PAGE TEXT:
--

To the editor: I agree with Dore Gold, but I would like to respond — not complain — regarding this statement: "Anyone who complains about 'disproportionality' must explain exactly what the [Israeli Defense Forces] should have done to neutralize the terrorist threat from Shajaiya while causing less destruction than what occurred." ("Israel's doctrine of proportionality in Gaza," Op-Ed, July 31)
Israel says that the deaths at United Nations shelters in the Gaza Strip were Hamas' fault. That's not the point.
The point is that there is no safe place in Gaza for innocent people to go. What Israel should do is allow people to leave Gaza and go to refugee camps within Israel. There, it should provide food, water and shelter temporarily to families. Jordan has shown this can be done, as it has taken in more than 600,000 refugees from Syria.
Getting these people out of the way would deprive Hamas of its human shields, make it easier for Israel to find and destroy the rockets and save lives. It would also improve Israel's image in the world.

--

(Point-per-instance localization data)
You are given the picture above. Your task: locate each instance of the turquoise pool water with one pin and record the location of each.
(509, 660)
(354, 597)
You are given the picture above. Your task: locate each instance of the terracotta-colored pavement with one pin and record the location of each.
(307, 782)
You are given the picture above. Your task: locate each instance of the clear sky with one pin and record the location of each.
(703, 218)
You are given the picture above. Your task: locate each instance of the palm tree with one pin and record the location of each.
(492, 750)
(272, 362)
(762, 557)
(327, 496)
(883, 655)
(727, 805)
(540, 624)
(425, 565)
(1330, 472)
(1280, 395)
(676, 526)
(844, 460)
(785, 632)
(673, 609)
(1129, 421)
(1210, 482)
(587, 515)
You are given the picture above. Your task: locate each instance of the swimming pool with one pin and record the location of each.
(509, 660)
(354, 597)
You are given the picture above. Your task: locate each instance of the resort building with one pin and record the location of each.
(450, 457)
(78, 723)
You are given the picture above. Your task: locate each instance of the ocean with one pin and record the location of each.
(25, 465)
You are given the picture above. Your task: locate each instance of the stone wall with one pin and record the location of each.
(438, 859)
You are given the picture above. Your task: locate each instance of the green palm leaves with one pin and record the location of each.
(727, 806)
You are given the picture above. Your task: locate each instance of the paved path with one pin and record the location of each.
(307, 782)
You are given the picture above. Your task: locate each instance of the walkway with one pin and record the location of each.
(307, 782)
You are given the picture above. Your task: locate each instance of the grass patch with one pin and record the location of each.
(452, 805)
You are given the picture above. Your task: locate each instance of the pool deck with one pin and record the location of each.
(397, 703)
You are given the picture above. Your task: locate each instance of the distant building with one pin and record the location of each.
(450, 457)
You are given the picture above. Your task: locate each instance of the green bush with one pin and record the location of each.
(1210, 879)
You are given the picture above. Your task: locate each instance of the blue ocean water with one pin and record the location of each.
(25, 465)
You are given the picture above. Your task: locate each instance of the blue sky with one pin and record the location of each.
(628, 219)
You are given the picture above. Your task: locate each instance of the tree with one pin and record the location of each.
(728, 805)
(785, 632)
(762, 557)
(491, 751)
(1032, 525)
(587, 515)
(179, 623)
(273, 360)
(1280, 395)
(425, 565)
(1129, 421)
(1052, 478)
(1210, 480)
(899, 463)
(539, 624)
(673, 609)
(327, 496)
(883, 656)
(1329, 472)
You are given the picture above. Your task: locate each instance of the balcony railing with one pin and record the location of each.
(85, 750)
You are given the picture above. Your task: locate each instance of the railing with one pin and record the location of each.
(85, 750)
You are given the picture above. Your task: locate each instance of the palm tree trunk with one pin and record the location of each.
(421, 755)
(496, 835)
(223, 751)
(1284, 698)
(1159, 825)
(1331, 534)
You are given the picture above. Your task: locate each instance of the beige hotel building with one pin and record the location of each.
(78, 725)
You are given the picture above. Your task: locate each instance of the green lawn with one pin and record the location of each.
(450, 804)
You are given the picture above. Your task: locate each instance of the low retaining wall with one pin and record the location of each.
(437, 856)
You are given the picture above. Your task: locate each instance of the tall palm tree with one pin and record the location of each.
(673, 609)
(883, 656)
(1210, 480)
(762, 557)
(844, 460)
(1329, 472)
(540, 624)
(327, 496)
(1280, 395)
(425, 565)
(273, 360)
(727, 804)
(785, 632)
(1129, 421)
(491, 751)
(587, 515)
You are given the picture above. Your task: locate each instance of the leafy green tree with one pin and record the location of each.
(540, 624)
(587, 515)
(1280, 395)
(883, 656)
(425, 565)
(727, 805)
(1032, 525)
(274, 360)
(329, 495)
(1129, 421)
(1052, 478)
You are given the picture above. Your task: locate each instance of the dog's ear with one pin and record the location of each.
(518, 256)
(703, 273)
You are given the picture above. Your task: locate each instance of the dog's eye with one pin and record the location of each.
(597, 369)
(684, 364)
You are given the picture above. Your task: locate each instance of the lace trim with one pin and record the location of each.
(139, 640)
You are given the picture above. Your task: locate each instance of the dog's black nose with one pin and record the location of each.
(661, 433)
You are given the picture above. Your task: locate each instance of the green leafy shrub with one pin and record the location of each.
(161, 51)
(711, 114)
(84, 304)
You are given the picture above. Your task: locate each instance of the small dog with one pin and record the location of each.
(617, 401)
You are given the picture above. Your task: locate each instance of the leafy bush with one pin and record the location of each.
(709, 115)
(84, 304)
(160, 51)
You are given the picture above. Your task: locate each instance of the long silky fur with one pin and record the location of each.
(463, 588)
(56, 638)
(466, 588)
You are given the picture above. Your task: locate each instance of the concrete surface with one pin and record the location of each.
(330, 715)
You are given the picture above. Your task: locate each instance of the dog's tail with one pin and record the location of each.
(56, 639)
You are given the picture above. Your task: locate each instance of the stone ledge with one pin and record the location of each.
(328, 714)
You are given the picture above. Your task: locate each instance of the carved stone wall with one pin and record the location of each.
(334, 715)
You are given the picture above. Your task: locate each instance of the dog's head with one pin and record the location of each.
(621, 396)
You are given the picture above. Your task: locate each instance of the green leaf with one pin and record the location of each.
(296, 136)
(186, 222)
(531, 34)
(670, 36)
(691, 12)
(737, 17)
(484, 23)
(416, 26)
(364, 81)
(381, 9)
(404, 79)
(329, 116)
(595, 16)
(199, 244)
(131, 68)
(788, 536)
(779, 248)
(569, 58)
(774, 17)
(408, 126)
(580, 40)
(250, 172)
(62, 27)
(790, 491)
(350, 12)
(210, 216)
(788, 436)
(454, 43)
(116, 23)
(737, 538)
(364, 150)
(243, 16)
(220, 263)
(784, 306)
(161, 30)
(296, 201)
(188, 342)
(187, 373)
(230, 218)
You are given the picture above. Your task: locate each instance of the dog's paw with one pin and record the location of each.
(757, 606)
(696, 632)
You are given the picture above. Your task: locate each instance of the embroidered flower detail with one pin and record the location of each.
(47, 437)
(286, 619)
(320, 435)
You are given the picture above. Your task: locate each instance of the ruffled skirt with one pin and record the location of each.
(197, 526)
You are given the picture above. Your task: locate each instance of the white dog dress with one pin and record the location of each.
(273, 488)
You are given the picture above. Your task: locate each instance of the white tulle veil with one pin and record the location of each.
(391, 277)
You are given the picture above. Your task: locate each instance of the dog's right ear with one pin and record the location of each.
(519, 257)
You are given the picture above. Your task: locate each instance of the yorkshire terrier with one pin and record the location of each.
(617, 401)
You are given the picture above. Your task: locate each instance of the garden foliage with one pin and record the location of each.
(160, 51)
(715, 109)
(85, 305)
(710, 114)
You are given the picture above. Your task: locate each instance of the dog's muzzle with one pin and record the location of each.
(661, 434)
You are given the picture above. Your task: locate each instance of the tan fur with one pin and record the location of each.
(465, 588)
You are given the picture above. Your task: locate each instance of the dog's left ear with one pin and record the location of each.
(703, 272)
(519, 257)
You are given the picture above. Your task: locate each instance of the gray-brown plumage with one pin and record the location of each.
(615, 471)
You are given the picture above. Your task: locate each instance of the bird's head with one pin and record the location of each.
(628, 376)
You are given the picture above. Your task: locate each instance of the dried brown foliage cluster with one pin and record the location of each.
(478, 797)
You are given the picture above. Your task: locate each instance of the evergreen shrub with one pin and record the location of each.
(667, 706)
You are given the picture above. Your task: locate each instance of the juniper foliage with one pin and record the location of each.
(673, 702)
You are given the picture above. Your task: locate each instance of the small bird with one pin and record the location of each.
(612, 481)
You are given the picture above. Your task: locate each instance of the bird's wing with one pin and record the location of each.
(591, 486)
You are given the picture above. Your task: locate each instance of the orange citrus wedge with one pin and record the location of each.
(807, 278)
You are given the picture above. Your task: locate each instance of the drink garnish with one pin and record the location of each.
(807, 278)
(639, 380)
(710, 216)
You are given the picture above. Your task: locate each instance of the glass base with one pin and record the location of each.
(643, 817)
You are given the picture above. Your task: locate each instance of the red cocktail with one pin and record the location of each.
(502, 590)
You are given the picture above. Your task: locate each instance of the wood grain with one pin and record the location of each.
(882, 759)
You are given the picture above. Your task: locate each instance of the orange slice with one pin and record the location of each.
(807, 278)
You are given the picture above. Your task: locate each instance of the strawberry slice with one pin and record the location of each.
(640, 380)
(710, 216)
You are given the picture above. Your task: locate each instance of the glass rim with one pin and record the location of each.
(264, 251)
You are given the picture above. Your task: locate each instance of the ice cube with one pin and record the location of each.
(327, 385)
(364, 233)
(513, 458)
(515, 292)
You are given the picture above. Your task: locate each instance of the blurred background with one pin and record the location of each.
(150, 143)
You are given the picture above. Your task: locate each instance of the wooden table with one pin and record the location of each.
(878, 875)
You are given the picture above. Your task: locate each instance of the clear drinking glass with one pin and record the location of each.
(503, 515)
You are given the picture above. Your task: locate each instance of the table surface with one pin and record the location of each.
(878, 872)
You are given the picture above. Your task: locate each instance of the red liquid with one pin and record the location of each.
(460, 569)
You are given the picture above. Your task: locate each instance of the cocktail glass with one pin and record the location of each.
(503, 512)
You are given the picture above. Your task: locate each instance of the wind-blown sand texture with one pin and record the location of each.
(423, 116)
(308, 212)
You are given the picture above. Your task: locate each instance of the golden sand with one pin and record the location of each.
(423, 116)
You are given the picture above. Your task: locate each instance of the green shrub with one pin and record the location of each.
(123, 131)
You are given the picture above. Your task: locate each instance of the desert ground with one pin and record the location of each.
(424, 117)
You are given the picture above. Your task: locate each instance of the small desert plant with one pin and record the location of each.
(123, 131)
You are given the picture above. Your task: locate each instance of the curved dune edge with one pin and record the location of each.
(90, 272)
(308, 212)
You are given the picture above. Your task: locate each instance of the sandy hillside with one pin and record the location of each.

--

TASK TO COMPLETE: In the letter to the editor about Gaza, which country is cited as having taken in more than 600,000 refugees from Syria?

ANSWER TO THIS TASK: Jordan